— WHAT IS BEING ASKED —
Render the lines below as a Markdown table with one row per line, skipping any blank lines. Use a column named "Row" for the row number and a column named "Line" for the text of the line.

++++ GIVEN ENTRIES ++++

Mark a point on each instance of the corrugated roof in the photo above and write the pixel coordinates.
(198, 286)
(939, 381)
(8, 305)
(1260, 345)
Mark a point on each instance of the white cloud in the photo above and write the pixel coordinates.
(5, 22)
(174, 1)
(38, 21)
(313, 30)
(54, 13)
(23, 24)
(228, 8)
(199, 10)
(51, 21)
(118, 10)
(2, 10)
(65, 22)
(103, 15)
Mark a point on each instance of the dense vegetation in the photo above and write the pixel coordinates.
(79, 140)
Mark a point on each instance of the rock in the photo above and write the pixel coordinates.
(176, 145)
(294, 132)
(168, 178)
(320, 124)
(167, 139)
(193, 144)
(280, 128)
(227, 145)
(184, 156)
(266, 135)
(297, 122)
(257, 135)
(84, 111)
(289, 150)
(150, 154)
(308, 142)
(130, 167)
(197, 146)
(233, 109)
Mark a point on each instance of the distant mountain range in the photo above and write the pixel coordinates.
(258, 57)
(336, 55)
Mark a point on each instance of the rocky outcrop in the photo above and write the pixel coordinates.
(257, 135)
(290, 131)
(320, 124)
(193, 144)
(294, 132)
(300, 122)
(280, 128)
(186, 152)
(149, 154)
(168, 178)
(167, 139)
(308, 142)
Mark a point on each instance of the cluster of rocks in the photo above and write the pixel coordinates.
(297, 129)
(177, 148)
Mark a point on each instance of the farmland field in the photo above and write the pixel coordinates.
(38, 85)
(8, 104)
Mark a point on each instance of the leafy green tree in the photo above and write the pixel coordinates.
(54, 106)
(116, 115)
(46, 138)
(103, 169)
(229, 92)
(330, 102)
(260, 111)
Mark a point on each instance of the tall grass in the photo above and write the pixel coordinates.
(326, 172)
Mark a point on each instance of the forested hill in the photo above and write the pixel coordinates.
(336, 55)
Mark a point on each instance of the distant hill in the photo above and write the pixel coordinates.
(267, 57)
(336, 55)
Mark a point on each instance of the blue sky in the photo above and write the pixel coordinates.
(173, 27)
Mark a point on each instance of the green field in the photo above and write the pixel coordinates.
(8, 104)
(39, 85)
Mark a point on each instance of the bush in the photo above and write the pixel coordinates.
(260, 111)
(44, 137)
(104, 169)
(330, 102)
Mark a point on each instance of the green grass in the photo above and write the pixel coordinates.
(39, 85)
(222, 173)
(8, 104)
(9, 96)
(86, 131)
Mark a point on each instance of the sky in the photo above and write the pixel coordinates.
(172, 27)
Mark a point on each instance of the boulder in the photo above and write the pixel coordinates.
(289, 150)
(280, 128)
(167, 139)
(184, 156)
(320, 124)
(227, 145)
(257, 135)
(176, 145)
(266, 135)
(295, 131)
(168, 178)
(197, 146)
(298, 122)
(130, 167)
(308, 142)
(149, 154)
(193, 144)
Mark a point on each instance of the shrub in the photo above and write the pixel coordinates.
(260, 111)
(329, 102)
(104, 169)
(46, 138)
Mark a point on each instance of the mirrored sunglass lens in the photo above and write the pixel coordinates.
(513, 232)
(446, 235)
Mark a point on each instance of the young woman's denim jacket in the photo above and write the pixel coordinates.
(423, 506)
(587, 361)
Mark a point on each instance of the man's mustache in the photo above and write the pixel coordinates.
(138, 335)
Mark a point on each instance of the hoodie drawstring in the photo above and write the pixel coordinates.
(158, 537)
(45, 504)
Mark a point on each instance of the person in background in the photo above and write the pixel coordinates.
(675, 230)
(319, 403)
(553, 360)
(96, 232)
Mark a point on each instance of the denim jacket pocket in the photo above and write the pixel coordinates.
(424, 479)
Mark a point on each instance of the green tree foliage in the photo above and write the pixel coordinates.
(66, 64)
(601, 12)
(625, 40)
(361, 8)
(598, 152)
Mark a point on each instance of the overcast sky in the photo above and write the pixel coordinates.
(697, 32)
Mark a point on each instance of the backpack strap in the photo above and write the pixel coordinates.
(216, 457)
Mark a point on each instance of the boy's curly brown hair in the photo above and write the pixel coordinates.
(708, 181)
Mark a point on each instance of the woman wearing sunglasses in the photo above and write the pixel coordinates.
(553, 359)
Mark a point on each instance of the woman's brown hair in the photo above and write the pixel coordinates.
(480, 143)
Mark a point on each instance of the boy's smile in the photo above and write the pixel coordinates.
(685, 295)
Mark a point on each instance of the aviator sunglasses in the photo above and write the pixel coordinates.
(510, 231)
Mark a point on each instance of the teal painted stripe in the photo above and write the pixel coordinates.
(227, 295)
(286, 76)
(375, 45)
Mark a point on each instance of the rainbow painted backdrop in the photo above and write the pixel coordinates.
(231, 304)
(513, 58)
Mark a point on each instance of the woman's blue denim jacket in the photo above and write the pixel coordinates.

++++

— EXERCISE RESULT —
| Row | Line |
|---|---|
| 1 | Mark a point on each instance of the corrugated roof in the photo above and write the pixel coordinates. |
| 2 | (198, 286) |
| 3 | (939, 381) |
| 4 | (8, 305) |
| 5 | (1260, 345) |
| 6 | Mark a point on each instance of the white cloud in the photo above and write the pixel coordinates. |
| 7 | (5, 22) |
| 8 | (174, 1) |
| 9 | (38, 21) |
| 10 | (313, 30) |
| 11 | (54, 13) |
| 12 | (23, 24) |
| 13 | (228, 8) |
| 14 | (199, 10) |
| 15 | (51, 21) |
| 16 | (118, 10) |
| 17 | (2, 10) |
| 18 | (65, 22) |
| 19 | (103, 15) |
| 20 | Mark a point on each instance of the dense vegetation in the photo above and write the pixel coordinates. |
| 21 | (79, 140) |
| 22 | Mark a point on each instance of the rock in the photo above and write the pixel coordinates. |
| 23 | (176, 145) |
| 24 | (294, 132) |
| 25 | (168, 178) |
| 26 | (320, 124) |
| 27 | (167, 139) |
| 28 | (193, 144) |
| 29 | (280, 128) |
| 30 | (227, 145) |
| 31 | (184, 156) |
| 32 | (266, 135) |
| 33 | (297, 122) |
| 34 | (257, 135) |
| 35 | (84, 111) |
| 36 | (289, 150) |
| 37 | (150, 154) |
| 38 | (308, 142) |
| 39 | (130, 167) |
| 40 | (197, 146) |
| 41 | (233, 109) |
| 42 | Mark a point on each instance of the distant mountain range in the photo above and write the pixel coordinates. |
| 43 | (258, 57) |
| 44 | (336, 55) |
| 45 | Mark a point on each instance of the rocky outcrop in the photo above and write the pixel coordinates. |
| 46 | (257, 135) |
| 47 | (290, 131) |
| 48 | (320, 124) |
| 49 | (193, 144) |
| 50 | (294, 132) |
| 51 | (300, 122) |
| 52 | (280, 128) |
| 53 | (186, 152) |
| 54 | (149, 154) |
| 55 | (168, 178) |
| 56 | (167, 139) |
| 57 | (308, 142) |
| 58 | Mark a point on each instance of the cluster of rocks in the photo above and write the pixel coordinates. |
| 59 | (297, 129) |
| 60 | (177, 148) |
| 61 | Mark a point on each instance of the farmland field in the photo above and write the pixel coordinates. |
| 62 | (38, 85) |
| 63 | (8, 104) |
| 64 | Mark a point on each instance of the leafy green tree in the photo above and write the pixel coordinates. |
| 65 | (54, 106) |
| 66 | (116, 115) |
| 67 | (46, 138) |
| 68 | (103, 169) |
| 69 | (229, 92) |
| 70 | (330, 102) |
| 71 | (260, 111) |
| 72 | Mark a point on each instance of the tall grass in the photo above and write the pixel coordinates. |
| 73 | (326, 172) |
| 74 | Mark a point on each instance of the forested hill in the photo above and write the pixel coordinates. |
| 75 | (336, 55) |
| 76 | Mark a point on each instance of the distant hill in the photo above and write the pixel coordinates. |
| 77 | (267, 57) |
| 78 | (336, 55) |
| 79 | Mark a point on each instance of the blue sky in the photo above and write the pixel coordinates. |
| 80 | (173, 27) |
| 81 | Mark a point on each instance of the green field in the photo above and write the pixel coordinates. |
| 82 | (8, 104) |
| 83 | (39, 85) |
| 84 | Mark a point on each instance of the bush in the photo above and write the pixel coordinates. |
| 85 | (260, 111) |
| 86 | (44, 137) |
| 87 | (104, 169) |
| 88 | (330, 102) |
| 89 | Mark a point on each instance of the green grass in the photo above and write the pixel coordinates. |
| 90 | (39, 85) |
| 91 | (222, 173) |
| 92 | (8, 104) |
| 93 | (9, 96) |
| 94 | (86, 131) |
| 95 | Mark a point on each instance of the sky in the photo above and write the pixel coordinates. |
| 96 | (172, 27) |
| 97 | Mark a point on each instance of the boulder in the photo above and write the pixel coordinates. |
| 98 | (289, 150) |
| 99 | (280, 128) |
| 100 | (167, 139) |
| 101 | (184, 156) |
| 102 | (320, 124) |
| 103 | (227, 145) |
| 104 | (257, 135) |
| 105 | (176, 145) |
| 106 | (266, 135) |
| 107 | (295, 131) |
| 108 | (168, 178) |
| 109 | (197, 146) |
| 110 | (298, 122) |
| 111 | (130, 167) |
| 112 | (308, 142) |
| 113 | (149, 154) |
| 114 | (193, 144) |
| 115 | Mark a point on each instance of the shrub in the photo above and write the pixel coordinates. |
| 116 | (260, 111) |
| 117 | (329, 102) |
| 118 | (104, 169) |
| 119 | (46, 138) |
| 120 | Mark a point on each instance of the mirrored sunglass lens in the photo above and write the pixel coordinates. |
| 121 | (513, 232) |
| 122 | (446, 235) |
| 123 | Mark a point on each instance of the young woman's denim jacket in the photo above and write the pixel coordinates. |
| 124 | (423, 506) |
| 125 | (587, 361) |
| 126 | Mark a point on each instance of the man's mustache in the photo above and write the pixel coordinates. |
| 127 | (138, 335) |
| 128 | Mark a point on each instance of the hoodie drawstring in the photo above and write the pixel coordinates. |
| 129 | (158, 537) |
| 130 | (45, 504) |
| 131 | Mark a point on each instance of the person in background in the photo above and write the pixel coordinates. |
| 132 | (675, 230) |
| 133 | (319, 403) |
| 134 | (553, 360) |
| 135 | (96, 232) |
| 136 | Mark a point on each instance of the denim jacket pocket in the photo above and write the pixel coordinates. |
| 137 | (424, 479) |
| 138 | Mark a point on each instance of the green tree foliage in the photo above and write the pixel coordinates. |
| 139 | (66, 64) |
| 140 | (601, 12) |
| 141 | (625, 40) |
| 142 | (361, 8) |
| 143 | (598, 152) |
| 144 | Mark a point on each instance of the overcast sky in the photo above and write the pixel coordinates. |
| 145 | (697, 32) |
| 146 | Mark a point on each instance of the backpack strap in the photo above and write the pixel coordinates. |
| 147 | (216, 457) |
| 148 | Mark a point on each instance of the boy's curly brown hair in the photo above and write the pixel coordinates. |
| 149 | (708, 181) |
| 150 | Mark a point on each instance of the woman wearing sunglasses in the photo above and write the pixel coordinates. |
| 151 | (553, 359) |
| 152 | Mark a point on each instance of the woman's brown hair in the photo above and write the pixel coordinates. |
| 153 | (480, 143) |
| 154 | Mark a point on each instance of the boy's smile in the photo above and write the pixel coordinates. |
| 155 | (685, 295) |
| 156 | Mark a point on each instance of the aviator sunglasses in the photo above and write the pixel coordinates. |
| 157 | (510, 231) |
| 158 | Mark a point on each instance of the teal painted stripe in the photo above and write the pixel coordinates. |
| 159 | (227, 295) |
| 160 | (286, 76) |
| 161 | (375, 45) |
| 162 | Mark a point on each instance of the rainbow painted backdrop in the photo above and write the pixel coordinates. |
| 163 | (231, 304) |
| 164 | (513, 58) |
| 165 | Mark a point on each instance of the woman's blue denim jacket in the photo above and write the pixel coordinates. |